• [Passage given]

▼

With ARM architecture version 6(previously interrupt disabling was fully synchronous), ARM introduced two handy instructions, CPSID(Disable Interrupts), and CPSIE(Enable Interrupts). Previously it was always a read-modify-write sequence on the CPU flags register. Unlike MIPS, ARM also included an implicit hardware barrier in CPSID, but not in CPSIE. It turns out CPSID is the one you really want to have hardware support for. For CPSIE, interrupts usually come in a few instructions past the CPSIE, which you can think of as having sneaked a few instructions into time that would've otherwise been idle or spent on NOPs like on MIPS. Except for one rare specific case.

It's kinda awesome.

By the time CPSID completes, you can assume interrupts are disabled. And an interrupt being delayed by a handful of CPU cycles is rarely anything worry about. Codespace cost is a single instruction for each. Sanity stays at a maximum level. For the vast majority of compiler and assembly writers this implemntation of CPSID/CPSIE makes instruction scheduling a breeze...

...and then it sorta sucks.

▲

• [Dataset extract]

▼

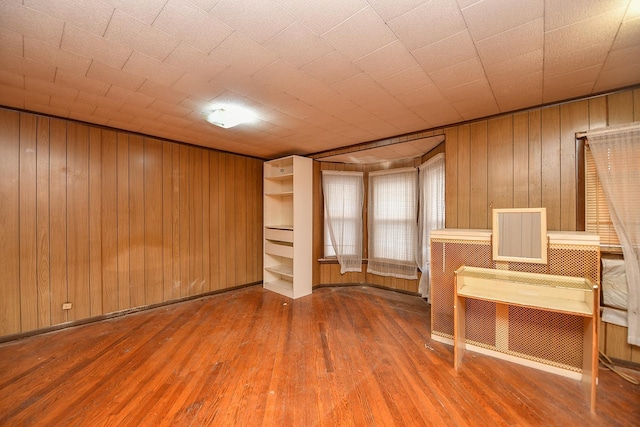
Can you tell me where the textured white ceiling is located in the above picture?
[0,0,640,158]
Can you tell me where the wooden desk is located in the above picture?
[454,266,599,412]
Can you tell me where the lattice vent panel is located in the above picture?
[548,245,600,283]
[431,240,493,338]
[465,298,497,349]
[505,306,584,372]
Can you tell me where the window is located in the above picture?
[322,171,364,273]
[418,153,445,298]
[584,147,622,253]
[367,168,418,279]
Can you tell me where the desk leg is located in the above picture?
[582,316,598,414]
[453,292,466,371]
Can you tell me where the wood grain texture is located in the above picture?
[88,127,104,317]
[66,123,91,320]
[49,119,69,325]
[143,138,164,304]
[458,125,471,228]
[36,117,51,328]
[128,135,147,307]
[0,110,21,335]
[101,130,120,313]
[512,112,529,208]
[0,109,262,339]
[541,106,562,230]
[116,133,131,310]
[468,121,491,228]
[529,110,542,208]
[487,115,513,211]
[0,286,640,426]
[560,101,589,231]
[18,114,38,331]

▲
▼

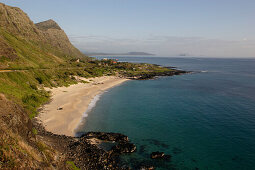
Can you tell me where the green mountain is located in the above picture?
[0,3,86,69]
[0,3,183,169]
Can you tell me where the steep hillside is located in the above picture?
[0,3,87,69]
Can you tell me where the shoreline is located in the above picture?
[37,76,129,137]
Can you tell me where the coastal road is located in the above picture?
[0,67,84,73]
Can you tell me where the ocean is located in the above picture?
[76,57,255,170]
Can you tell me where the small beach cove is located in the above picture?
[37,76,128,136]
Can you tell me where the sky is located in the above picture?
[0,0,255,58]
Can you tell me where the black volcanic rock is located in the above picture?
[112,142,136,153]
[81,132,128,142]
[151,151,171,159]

▲

• [Exercise details]
Print the passage on ARM interrupt instructions from "It's kinda awesome." to "scheduling a breeze...", word for word.

• [In response]
It's kinda awesome.

By the time CPSID completes, you can assume interrupts are disabled. And an interrupt being delayed by a handful of CPU cycles is rarely anything worry about. Codespace cost is a single instruction for each. Sanity stays at a maximum level. For the vast majority of compiler and assembly writers this implemntation of CPSID/CPSIE makes instruction scheduling a breeze...